● STATED PROBLEM: Update the data from the line containing "Practice. Locate the grass" through the end, changing "grass pitch" to "playing field" and keeping everything else the same. Return only those lines.

**********

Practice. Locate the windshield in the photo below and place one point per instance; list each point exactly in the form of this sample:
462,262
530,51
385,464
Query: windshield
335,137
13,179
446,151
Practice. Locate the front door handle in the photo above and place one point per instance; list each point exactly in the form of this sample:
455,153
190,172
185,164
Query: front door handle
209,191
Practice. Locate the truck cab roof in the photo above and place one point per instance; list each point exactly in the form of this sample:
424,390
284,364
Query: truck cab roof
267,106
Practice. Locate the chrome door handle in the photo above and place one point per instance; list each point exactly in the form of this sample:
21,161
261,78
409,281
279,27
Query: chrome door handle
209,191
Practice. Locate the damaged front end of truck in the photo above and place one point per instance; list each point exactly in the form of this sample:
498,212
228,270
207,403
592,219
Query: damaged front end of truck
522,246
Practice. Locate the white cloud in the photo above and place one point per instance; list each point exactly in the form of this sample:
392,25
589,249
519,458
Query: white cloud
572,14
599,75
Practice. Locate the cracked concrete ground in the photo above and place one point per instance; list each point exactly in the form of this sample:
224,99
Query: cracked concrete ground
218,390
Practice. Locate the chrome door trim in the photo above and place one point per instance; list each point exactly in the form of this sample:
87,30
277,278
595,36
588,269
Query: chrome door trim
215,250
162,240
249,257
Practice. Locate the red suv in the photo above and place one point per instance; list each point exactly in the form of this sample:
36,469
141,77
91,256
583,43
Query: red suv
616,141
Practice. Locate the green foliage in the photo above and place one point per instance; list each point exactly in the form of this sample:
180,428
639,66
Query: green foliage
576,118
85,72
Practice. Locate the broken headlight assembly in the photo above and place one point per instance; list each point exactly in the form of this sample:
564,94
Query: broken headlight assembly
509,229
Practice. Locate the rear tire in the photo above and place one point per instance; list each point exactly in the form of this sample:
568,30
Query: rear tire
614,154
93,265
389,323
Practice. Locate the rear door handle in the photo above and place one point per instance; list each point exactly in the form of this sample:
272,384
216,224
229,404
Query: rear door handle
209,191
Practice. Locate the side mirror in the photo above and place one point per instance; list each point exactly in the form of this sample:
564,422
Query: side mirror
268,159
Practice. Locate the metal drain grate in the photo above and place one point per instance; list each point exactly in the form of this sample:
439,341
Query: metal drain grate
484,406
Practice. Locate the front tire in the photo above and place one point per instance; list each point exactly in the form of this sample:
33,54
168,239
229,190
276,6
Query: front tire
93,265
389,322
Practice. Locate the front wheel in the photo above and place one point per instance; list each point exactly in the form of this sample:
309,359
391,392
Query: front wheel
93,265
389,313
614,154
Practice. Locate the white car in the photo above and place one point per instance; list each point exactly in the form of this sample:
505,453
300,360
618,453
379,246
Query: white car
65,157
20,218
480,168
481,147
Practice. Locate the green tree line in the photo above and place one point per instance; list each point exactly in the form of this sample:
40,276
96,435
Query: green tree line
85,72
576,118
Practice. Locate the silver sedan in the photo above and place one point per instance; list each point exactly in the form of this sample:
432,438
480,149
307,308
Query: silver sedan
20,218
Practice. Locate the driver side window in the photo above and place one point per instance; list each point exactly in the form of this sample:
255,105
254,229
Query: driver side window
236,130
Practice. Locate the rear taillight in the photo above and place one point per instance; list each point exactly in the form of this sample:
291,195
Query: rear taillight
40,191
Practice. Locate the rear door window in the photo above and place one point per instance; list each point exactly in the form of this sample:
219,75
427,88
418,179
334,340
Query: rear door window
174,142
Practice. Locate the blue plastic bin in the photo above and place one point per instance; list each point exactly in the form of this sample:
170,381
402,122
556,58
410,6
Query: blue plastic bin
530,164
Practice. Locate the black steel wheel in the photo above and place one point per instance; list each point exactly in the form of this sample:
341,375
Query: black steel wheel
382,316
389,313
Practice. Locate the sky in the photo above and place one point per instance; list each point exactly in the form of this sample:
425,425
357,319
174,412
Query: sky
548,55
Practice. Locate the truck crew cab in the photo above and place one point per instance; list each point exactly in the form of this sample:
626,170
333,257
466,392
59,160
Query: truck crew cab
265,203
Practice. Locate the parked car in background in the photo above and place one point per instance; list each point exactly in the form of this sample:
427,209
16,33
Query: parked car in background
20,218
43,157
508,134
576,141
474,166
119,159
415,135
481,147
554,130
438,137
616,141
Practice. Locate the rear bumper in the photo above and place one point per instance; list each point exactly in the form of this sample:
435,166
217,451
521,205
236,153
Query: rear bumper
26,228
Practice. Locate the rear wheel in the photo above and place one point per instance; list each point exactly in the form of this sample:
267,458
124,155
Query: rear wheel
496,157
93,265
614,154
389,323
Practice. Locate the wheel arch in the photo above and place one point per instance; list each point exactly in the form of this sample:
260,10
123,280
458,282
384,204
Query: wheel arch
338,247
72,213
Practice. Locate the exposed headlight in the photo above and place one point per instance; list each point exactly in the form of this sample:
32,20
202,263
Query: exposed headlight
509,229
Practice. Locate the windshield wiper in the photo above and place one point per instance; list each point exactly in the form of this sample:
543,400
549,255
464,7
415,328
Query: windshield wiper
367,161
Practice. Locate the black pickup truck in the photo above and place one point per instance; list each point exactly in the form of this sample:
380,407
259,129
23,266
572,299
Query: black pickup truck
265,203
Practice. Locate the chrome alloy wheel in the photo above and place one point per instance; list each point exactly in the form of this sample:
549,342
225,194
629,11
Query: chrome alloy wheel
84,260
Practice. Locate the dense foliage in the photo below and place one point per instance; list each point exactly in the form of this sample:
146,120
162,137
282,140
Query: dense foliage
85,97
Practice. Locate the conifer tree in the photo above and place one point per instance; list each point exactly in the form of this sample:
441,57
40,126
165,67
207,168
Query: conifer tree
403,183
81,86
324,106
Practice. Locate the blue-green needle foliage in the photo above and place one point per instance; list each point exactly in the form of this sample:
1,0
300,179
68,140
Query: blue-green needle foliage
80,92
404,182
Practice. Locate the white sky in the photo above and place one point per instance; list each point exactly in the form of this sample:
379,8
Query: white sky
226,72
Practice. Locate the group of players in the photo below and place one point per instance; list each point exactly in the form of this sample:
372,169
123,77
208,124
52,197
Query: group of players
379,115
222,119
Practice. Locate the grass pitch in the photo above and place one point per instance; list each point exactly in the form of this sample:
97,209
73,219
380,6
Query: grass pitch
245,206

**********

● COMPLETE RESPONSE:
Practice. Locate the playing field in the photo above and place one point per instance; list each point exactly in the form of this sample:
97,209
73,219
380,6
Query: playing field
245,206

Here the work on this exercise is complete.